Saved data entries:
======
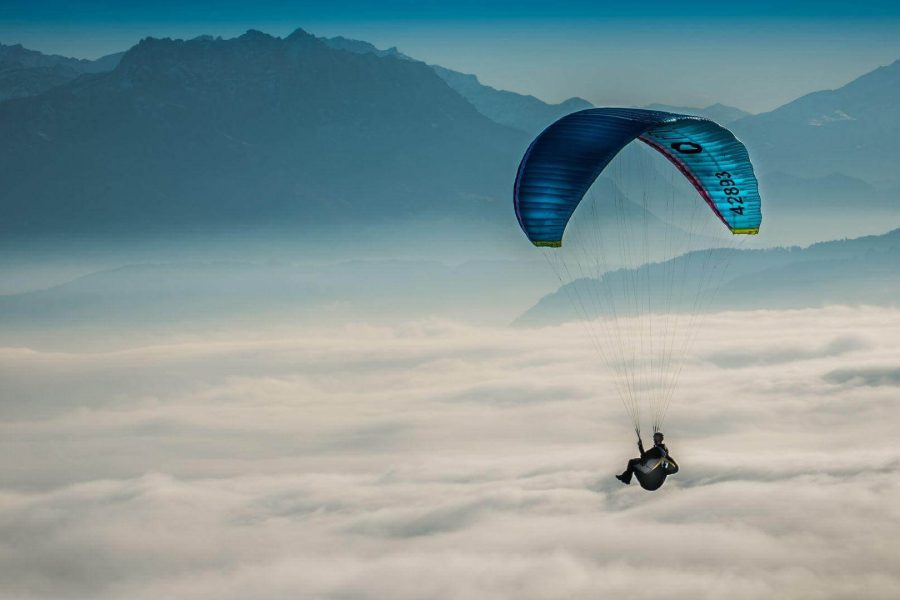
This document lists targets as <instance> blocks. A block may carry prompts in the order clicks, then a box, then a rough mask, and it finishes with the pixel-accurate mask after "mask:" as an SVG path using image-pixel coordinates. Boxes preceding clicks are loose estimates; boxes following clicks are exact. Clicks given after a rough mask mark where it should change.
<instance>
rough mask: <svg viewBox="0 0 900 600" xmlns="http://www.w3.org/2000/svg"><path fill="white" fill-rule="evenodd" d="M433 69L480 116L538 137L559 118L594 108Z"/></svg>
mask: <svg viewBox="0 0 900 600" xmlns="http://www.w3.org/2000/svg"><path fill="white" fill-rule="evenodd" d="M432 68H433V69H434V71H435V72H436V73H437V74H438V75H439V76H440V77H441V78H442V79H443V80H444V81H446V82H447V84H448V85H449V86H450V87H452V88H453V89H454V90H456V91H457V92H459V93H460V94H462V96H463V97H464V98H466V99H467V100H468V101H469V102H471V103H472V104H473V105H474V106H475V108H477V109H478V111H479V112H480V113H481V114H483V115H486V116H488V117H490V118H491V119H492V120H493V121H496V122H497V123H502V124H504V125H509V126H510V127H515V128H516V129H521V130H522V131H526V132H528V133H530V134H532V135H537V134H538V133H540V132H541V131H543V130H544V128H545V127H547V126H548V125H550V124H551V123H553V122H554V121H556V120H557V119H559V118H560V117H563V116H565V115H567V114H569V113H573V112H576V111H579V110H584V109H585V108H591V107H592V106H593V105H592V104H591V103H590V102H588V101H587V100H582V99H581V98H569V99H568V100H566V101H565V102H562V103H560V104H547V103H546V102H543V101H542V100H539V99H537V98H535V97H534V96H526V95H523V94H516V93H515V92H508V91H505V90H497V89H494V88H492V87H490V86H487V85H484V84H482V83H481V82H480V81H478V77H476V76H475V75H468V74H465V73H459V72H457V71H452V70H450V69H445V68H444V67H441V66H438V65H432Z"/></svg>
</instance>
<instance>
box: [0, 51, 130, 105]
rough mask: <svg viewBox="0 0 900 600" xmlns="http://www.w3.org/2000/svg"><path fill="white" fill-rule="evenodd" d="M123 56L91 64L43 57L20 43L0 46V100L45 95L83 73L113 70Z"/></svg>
mask: <svg viewBox="0 0 900 600" xmlns="http://www.w3.org/2000/svg"><path fill="white" fill-rule="evenodd" d="M122 54H123V53H118V54H110V55H108V56H104V57H102V58H99V59H97V60H94V61H91V60H82V59H77V58H68V57H65V56H57V55H48V54H43V53H41V52H37V51H35V50H28V49H27V48H23V47H22V45H21V44H15V45H11V46H7V45H4V44H0V101H3V100H8V99H10V98H25V97H27V96H34V95H37V94H40V93H43V92H45V91H47V90H49V89H51V88H54V87H56V86H58V85H62V84H64V83H67V82H69V81H72V80H73V79H75V78H76V77H78V76H79V75H81V74H83V73H98V72H102V71H109V70H112V69H113V68H114V67H115V65H116V64H117V63H118V61H119V59H120V58H121V56H122Z"/></svg>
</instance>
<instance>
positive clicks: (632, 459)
mask: <svg viewBox="0 0 900 600" xmlns="http://www.w3.org/2000/svg"><path fill="white" fill-rule="evenodd" d="M640 462H641V459H639V458H632V459H631V460H629V461H628V468H627V469H625V472H624V473H622V474H621V475H616V479H618V480H619V481H621V482H622V483H631V476H632V475H633V474H634V468H635V467H636V466H637V465H638V464H640Z"/></svg>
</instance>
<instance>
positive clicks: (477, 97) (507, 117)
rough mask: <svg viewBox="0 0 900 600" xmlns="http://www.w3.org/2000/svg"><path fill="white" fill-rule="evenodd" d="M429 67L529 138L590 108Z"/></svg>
mask: <svg viewBox="0 0 900 600" xmlns="http://www.w3.org/2000/svg"><path fill="white" fill-rule="evenodd" d="M320 39H322V40H323V41H324V42H325V43H326V44H328V45H329V46H331V47H333V48H339V49H342V50H347V51H349V52H356V53H360V54H375V55H376V56H393V57H395V58H399V59H402V60H415V59H413V58H411V57H409V56H407V55H405V54H403V53H402V52H400V51H399V50H397V48H396V47H393V48H388V49H387V50H379V49H378V48H376V47H375V46H374V45H372V44H370V43H369V42H363V41H360V40H352V39H347V38H344V37H334V38H320ZM429 66H430V67H431V68H432V69H434V72H435V73H437V74H438V76H439V77H440V78H441V79H443V80H444V81H446V82H447V85H449V86H450V87H451V88H453V89H454V90H456V91H457V92H458V93H459V94H460V95H461V96H462V97H463V98H465V99H466V100H468V101H469V102H471V103H472V105H473V106H474V107H475V108H477V109H478V112H480V113H481V114H483V115H485V116H486V117H488V118H489V119H491V120H492V121H494V122H496V123H500V124H501V125H507V126H509V127H514V128H516V129H519V130H521V131H524V132H526V133H529V134H531V135H537V134H538V133H540V132H541V131H542V130H543V129H544V128H545V127H547V126H548V125H550V124H551V123H553V122H554V121H556V120H557V119H559V118H560V117H563V116H565V115H567V114H569V113H573V112H576V111H579V110H583V109H585V108H591V107H592V106H593V105H592V104H591V103H590V102H588V101H587V100H583V99H581V98H569V99H568V100H566V101H565V102H562V103H560V104H548V103H546V102H544V101H542V100H539V99H538V98H535V97H534V96H528V95H524V94H517V93H515V92H508V91H505V90H498V89H495V88H492V87H490V86H487V85H484V84H482V83H481V82H480V81H479V80H478V77H477V76H476V75H470V74H467V73H460V72H459V71H454V70H452V69H447V68H445V67H442V66H440V65H429Z"/></svg>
======
* [Description of the task]:
Update the listing by changing every "rough mask" to "coarse mask" and keeping everything else the same. Leave the pictures out of your answer.

* [Solution to this task]:
This document lists targets as <instance> blocks. A block may carry prompts in the order clicks, then a box, then a coarse mask, and it finishes with the pixel-accurate mask after "mask:" as an SVG path using image-pixel coordinates. Boxes preceding clicks are loose estimates; boxes following clicks are exact. Clicks given after a coarse mask mark where it should change.
<instance>
coarse mask: <svg viewBox="0 0 900 600" xmlns="http://www.w3.org/2000/svg"><path fill="white" fill-rule="evenodd" d="M433 69L480 116L538 137L559 118L594 108Z"/></svg>
mask: <svg viewBox="0 0 900 600" xmlns="http://www.w3.org/2000/svg"><path fill="white" fill-rule="evenodd" d="M432 68H433V69H434V71H435V72H436V73H437V74H438V75H439V76H440V77H441V78H442V79H443V80H444V81H446V82H447V84H448V85H449V86H450V87H452V88H453V89H454V90H456V91H457V92H459V93H460V94H462V96H463V97H464V98H466V99H467V100H468V101H469V102H471V103H472V104H473V105H474V106H475V108H477V109H478V111H479V112H480V113H481V114H483V115H486V116H488V117H490V118H491V119H492V120H493V121H496V122H497V123H502V124H504V125H509V126H510V127H515V128H516V129H521V130H522V131H526V132H528V133H530V134H532V135H537V134H538V133H540V132H541V131H543V130H544V128H545V127H547V126H548V125H550V124H551V123H553V122H554V121H556V120H557V119H559V118H560V117H563V116H565V115H567V114H569V113H573V112H576V111H579V110H584V109H585V108H591V107H592V106H593V105H592V104H591V103H590V102H588V101H587V100H582V99H581V98H569V99H568V100H566V101H565V102H562V103H560V104H547V103H546V102H543V101H542V100H539V99H537V98H535V97H534V96H526V95H523V94H516V93H515V92H508V91H505V90H497V89H494V88H492V87H490V86H487V85H484V84H482V83H481V82H480V81H478V77H476V76H475V75H468V74H465V73H459V72H457V71H452V70H450V69H445V68H444V67H441V66H438V65H432Z"/></svg>
</instance>
<instance>
box: [0, 51, 130, 105]
coarse mask: <svg viewBox="0 0 900 600" xmlns="http://www.w3.org/2000/svg"><path fill="white" fill-rule="evenodd" d="M123 56L91 64L43 57L20 43L0 46V100L45 95L83 73L113 70Z"/></svg>
mask: <svg viewBox="0 0 900 600" xmlns="http://www.w3.org/2000/svg"><path fill="white" fill-rule="evenodd" d="M122 54H123V53H118V54H110V55H108V56H104V57H102V58H99V59H97V60H94V61H91V60H82V59H77V58H68V57H65V56H57V55H48V54H43V53H41V52H37V51H35V50H28V49H27V48H23V47H22V45H21V44H15V45H11V46H7V45H4V44H0V101H3V100H8V99H10V98H25V97H27V96H34V95H37V94H40V93H43V92H45V91H47V90H49V89H51V88H54V87H56V86H58V85H62V84H64V83H67V82H69V81H72V80H73V79H75V78H76V77H78V76H79V75H81V74H83V73H98V72H102V71H109V70H112V69H113V68H114V67H115V65H116V64H117V63H118V61H119V59H120V58H121V56H122Z"/></svg>
</instance>
<instance>
positive clicks: (632, 459)
mask: <svg viewBox="0 0 900 600" xmlns="http://www.w3.org/2000/svg"><path fill="white" fill-rule="evenodd" d="M640 462H641V459H639V458H632V459H631V460H629V461H628V468H627V469H625V472H624V473H622V474H621V475H616V479H618V480H619V481H621V482H622V483H631V476H632V475H633V474H634V468H635V467H636V466H637V465H638V464H640Z"/></svg>
</instance>
<instance>
positive clicks: (477, 97) (507, 117)
coarse mask: <svg viewBox="0 0 900 600" xmlns="http://www.w3.org/2000/svg"><path fill="white" fill-rule="evenodd" d="M429 67L529 138L590 108Z"/></svg>
mask: <svg viewBox="0 0 900 600" xmlns="http://www.w3.org/2000/svg"><path fill="white" fill-rule="evenodd" d="M320 39H322V40H323V41H324V42H325V43H326V44H328V45H329V46H331V47H333V48H339V49H342V50H347V51H349V52H356V53H360V54H375V55H376V56H393V57H395V58H399V59H402V60H415V59H413V58H411V57H409V56H407V55H405V54H403V53H402V52H400V51H399V50H397V48H396V47H393V48H388V49H387V50H379V49H378V48H376V47H375V46H374V45H372V44H370V43H369V42H363V41H360V40H352V39H347V38H344V37H334V38H320ZM429 66H430V67H431V68H432V69H434V72H435V73H437V74H438V76H439V77H440V78H441V79H443V80H444V81H446V82H447V85H449V86H450V87H451V88H453V89H454V90H456V91H457V92H458V93H459V94H460V95H461V96H462V97H463V98H465V99H466V100H468V101H469V102H471V103H472V105H473V106H474V107H475V108H477V109H478V112H480V113H481V114H483V115H485V116H486V117H488V118H489V119H491V120H492V121H494V122H496V123H500V124H501V125H507V126H509V127H514V128H516V129H519V130H521V131H524V132H526V133H529V134H531V135H537V134H538V133H540V132H541V131H542V130H543V129H544V128H545V127H547V126H548V125H550V124H551V123H553V122H554V121H556V120H557V119H559V118H560V117H563V116H565V115H567V114H569V113H573V112H576V111H579V110H583V109H585V108H591V107H592V106H593V105H592V104H591V103H590V102H588V101H587V100H583V99H581V98H569V99H568V100H566V101H565V102H562V103H560V104H548V103H546V102H544V101H542V100H539V99H538V98H535V97H534V96H528V95H524V94H517V93H515V92H508V91H505V90H498V89H495V88H492V87H490V86H487V85H484V84H482V83H481V82H480V81H479V80H478V77H477V76H476V75H470V74H467V73H460V72H459V71H454V70H452V69H447V68H445V67H442V66H440V65H429Z"/></svg>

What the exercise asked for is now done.